Exercise directions — In the interview, reproduce the part that opens with the words containing "Could you give" and closes with "appeal to you?", substituting "tales" for every "stories".

Reading text —
Interviews

Brief Encounter with … Playwright Colin Teevan

Colin Teevan‘s new play The Kingdom, which “vividly captures life as an Irish navvy in the last century”, opens at Soho Theatre this week (24 October 2012).

Could you give us an overview of The Kingdom?


Three men, one young, one middle-aged, and one old, dig. As they dig they tell stories. Gradually the stories begin to intertwine. Is it one story or three? It is a story of rags to riches and back to rags again. A story of exile and loss.

Why did the subject appeal to you?
I am not interested in just putting subjects on stage. Documentaries and essays and journalism can deal with subjects. While it is true that I was interested in the subject of Irish emigration that came over to Britain from the War down to the 70s, and intrigued to read of the life of John A. Murphy, founder of the famous Murphy contractors of the ubiquitous green trucks, in itself this does not warrant a stageplay on the subject. Because a subject has to find a form. And so this subject just sort of sat around in my head until director Lucy Pitman Wallace, who knew of my re-workings of classical myth and drama and asked me to consider writing a modern version of Oedipus at Colonus through the lens of Krapp’s Last Tape. This is how the play came about, but it has moved a long way from those starting points.

How much research was required?

Lots. I worked with a researcher and read widely on the subject of Irish emigration/imigration. From sociology to reminscence, to interviewing those, many in their 80s and 90s, who worked on the building sites of London. I was struck how these people had built a whole world, a sub-culture of ‘County’ Kilburn and the London Irish, the ‘Galtee More’ in Cricklewood. Having had two plays at the Tricycle in recent years, I was struck how that world has now all but vanished, a few pubs, a few old Irish faces, but it has given way to whole new waves of immigration from the near and middle East. I wanted to capture something of this world before it is forgotten entirely.

In what way is Greek drama significant to the play?

The reason the Oedipus myth appealed, or suggested itself as appropriate to the story of an Irish exile in London is because Oedipus is also one of the most seminal myths about exile. He exiles himself from what he thinks is his home, finds unwittingly his real home, from which, when his crime is discovered, he is exiled once again. As an Irish exile I was struck by the half-way house one occupies – neither being fully accepted as native in one’s adopted land nor in one’s country of birth.

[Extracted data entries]

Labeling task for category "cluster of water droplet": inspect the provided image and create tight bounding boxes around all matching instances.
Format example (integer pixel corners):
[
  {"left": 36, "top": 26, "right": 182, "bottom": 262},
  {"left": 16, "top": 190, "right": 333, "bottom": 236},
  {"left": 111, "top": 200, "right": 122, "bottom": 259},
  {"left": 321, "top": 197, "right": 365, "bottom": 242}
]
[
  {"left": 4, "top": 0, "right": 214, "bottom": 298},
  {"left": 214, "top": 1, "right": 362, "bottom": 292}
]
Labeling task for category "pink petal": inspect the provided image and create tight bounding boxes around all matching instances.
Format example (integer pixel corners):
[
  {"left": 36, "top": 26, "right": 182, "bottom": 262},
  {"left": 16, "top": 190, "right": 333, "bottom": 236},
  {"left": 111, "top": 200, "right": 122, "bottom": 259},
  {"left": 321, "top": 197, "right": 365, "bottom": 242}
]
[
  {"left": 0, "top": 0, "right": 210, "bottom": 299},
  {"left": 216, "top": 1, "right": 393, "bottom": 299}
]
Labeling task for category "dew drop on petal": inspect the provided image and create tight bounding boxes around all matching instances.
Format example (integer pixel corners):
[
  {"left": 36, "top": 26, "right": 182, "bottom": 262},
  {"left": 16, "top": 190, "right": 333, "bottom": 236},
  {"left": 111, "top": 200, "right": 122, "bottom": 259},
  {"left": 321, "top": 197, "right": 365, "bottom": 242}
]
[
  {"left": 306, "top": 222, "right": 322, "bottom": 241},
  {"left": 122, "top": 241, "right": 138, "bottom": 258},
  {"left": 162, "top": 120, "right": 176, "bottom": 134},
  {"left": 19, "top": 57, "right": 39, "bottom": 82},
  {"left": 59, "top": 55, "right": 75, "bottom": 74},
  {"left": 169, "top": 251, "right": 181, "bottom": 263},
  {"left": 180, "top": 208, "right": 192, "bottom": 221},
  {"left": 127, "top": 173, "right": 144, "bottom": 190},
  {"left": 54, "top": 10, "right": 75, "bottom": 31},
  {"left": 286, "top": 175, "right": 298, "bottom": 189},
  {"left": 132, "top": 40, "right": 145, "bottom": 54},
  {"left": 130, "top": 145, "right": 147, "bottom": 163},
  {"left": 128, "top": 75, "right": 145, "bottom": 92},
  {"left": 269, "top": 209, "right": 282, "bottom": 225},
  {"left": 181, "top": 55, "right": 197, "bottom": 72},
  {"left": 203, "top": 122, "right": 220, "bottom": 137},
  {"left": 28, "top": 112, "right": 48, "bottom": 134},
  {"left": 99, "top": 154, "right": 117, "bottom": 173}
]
* * *
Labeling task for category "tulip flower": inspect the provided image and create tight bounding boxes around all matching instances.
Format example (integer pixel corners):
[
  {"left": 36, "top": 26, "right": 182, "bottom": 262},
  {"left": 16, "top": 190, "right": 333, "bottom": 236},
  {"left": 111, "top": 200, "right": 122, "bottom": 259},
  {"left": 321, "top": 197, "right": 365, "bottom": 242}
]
...
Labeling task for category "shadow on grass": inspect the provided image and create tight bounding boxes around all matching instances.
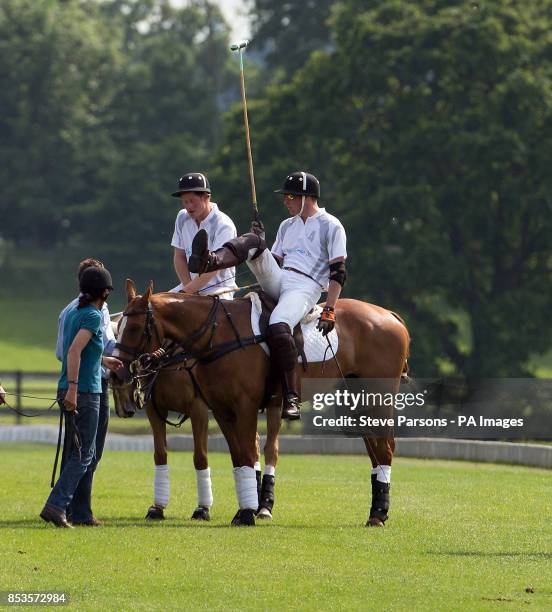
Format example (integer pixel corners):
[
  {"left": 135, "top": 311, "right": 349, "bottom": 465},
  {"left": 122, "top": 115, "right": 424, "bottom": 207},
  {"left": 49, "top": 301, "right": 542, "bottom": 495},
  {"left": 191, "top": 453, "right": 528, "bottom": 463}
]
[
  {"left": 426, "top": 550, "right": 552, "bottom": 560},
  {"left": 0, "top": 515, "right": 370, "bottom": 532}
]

Response to the exercise —
Could you give us an overview of The Kingdom?


Three men, one young, one middle-aged, and one old, dig. As they dig they tell tales. Gradually the tales begin to intertwine. Is it one story or three? It is a story of rags to riches and back to rags again. A story of exile and loss.

Why did the subject appeal to you?